▶ EXERCISE PROMPT
Can you turn the stretch of the listing below, starting at the line that contains "(format x=420, y=18)" and ending at the line that contains "x=129, y=767", into a numbered list that includes both of those lines and leaves out any blank lines?

— BEGIN INFORMATION SUPPLIED —

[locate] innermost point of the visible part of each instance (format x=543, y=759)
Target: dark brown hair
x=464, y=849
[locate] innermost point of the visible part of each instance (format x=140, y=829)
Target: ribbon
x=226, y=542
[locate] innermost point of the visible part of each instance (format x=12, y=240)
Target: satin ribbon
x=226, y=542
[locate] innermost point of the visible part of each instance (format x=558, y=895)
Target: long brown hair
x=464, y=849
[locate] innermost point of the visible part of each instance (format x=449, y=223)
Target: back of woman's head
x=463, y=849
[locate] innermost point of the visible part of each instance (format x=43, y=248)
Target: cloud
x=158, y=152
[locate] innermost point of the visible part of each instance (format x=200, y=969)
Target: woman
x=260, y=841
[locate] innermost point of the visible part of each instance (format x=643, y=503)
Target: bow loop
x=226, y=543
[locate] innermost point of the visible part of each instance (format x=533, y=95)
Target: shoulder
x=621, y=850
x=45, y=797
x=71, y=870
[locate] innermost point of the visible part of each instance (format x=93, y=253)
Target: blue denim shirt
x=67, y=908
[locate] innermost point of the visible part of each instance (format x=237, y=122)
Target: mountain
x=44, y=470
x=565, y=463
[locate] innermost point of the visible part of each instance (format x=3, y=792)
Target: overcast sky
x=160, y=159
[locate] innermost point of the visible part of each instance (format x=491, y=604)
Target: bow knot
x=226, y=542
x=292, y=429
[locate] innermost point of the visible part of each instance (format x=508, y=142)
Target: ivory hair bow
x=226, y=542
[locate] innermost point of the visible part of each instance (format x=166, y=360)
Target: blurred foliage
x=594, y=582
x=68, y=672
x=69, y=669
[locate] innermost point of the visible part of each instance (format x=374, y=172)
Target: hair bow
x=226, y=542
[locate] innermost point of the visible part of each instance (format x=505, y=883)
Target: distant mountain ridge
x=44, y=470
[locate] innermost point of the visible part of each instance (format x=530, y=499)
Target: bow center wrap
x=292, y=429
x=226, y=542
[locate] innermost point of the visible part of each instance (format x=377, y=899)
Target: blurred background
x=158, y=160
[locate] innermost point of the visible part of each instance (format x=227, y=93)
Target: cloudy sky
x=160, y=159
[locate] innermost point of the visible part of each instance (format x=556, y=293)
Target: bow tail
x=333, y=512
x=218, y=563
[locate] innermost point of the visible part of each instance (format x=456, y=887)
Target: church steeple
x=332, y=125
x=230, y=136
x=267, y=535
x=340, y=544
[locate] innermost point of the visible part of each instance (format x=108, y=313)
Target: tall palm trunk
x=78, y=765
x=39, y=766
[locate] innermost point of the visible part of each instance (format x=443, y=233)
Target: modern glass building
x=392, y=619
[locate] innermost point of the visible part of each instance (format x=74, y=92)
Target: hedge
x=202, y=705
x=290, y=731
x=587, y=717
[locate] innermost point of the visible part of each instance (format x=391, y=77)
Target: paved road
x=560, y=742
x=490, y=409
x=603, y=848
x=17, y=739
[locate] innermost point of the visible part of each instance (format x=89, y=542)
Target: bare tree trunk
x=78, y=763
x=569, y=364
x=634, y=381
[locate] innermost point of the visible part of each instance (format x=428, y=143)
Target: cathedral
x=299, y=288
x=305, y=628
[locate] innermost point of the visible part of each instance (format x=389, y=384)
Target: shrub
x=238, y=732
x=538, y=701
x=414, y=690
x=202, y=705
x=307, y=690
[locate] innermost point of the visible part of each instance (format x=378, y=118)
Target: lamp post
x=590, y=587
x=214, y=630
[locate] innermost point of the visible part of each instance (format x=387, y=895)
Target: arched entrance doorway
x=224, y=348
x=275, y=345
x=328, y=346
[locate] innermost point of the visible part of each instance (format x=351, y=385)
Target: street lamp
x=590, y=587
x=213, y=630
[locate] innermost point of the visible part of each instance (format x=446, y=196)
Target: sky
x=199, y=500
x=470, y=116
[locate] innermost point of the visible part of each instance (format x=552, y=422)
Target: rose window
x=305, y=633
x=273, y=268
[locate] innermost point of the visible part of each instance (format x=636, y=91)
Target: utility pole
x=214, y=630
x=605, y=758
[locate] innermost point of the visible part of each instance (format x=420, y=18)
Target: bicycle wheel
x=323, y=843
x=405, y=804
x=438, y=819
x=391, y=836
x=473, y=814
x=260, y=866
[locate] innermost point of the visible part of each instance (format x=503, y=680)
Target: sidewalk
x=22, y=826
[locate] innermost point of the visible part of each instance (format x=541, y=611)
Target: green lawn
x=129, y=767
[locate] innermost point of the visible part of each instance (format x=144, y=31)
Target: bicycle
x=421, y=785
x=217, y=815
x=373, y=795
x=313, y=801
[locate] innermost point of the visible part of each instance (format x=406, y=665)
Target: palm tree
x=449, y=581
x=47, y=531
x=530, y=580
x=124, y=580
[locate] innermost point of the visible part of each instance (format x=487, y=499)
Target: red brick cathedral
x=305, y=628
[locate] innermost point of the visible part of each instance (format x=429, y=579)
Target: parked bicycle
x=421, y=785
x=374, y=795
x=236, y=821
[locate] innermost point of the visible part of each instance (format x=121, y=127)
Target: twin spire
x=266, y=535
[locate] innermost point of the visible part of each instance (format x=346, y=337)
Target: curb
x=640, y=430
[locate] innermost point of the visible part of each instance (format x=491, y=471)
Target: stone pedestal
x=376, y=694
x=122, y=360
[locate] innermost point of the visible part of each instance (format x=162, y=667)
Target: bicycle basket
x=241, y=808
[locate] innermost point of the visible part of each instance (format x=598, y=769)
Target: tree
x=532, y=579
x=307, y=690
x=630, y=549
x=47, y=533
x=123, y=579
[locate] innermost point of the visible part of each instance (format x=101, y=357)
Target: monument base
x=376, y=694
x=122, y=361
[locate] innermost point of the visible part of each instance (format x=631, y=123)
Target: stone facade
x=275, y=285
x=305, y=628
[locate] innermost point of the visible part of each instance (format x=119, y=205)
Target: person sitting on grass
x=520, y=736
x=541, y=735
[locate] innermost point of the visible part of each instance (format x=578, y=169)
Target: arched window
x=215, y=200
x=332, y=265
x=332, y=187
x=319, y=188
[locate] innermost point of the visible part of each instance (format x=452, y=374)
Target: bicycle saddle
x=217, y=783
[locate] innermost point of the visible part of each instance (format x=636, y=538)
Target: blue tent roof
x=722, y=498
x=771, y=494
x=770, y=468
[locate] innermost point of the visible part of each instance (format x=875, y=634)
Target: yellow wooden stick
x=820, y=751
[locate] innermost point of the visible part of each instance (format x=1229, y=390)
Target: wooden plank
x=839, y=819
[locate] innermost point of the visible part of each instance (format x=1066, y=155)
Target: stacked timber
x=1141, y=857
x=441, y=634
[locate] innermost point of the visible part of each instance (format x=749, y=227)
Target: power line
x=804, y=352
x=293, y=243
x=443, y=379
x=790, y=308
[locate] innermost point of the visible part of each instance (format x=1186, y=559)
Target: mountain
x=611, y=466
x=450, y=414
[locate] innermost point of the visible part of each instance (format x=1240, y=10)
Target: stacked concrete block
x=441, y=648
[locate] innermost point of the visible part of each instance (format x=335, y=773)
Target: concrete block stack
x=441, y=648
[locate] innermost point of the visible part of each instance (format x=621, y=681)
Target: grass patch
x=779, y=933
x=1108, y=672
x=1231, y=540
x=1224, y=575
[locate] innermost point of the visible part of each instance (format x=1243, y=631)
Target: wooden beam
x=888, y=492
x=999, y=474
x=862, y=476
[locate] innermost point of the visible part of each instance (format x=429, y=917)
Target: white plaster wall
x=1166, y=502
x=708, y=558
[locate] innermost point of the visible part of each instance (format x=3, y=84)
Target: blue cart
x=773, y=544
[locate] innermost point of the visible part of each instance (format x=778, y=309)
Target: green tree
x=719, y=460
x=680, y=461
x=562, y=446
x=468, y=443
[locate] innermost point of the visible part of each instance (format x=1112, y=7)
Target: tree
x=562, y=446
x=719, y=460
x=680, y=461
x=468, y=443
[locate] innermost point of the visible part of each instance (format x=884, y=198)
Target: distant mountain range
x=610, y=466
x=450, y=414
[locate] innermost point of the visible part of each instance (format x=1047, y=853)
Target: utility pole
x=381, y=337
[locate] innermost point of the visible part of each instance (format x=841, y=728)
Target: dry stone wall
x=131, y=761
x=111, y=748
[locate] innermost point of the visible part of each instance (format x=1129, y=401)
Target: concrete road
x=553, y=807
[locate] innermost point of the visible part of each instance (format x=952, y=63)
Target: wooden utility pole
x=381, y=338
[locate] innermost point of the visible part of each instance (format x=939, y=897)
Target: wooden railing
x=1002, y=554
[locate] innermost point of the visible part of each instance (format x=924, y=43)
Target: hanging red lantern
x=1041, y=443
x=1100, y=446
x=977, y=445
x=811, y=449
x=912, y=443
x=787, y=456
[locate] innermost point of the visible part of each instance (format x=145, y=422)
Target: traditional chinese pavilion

— END INFORMATION SUPPLIED —

▶ RESULT
1. [locate] innermost point of the visible part of each instance (format x=420, y=18)
2. Target: bicycle wheel
3. x=323, y=843
4. x=405, y=804
5. x=438, y=819
6. x=391, y=836
7. x=473, y=814
8. x=260, y=866
9. [locate] innermost point of the visible part of each instance (format x=503, y=680)
10. Target: sidewalk
11. x=22, y=826
12. [locate] innermost point of the visible part of each instance (format x=541, y=611)
13. Target: green lawn
14. x=129, y=767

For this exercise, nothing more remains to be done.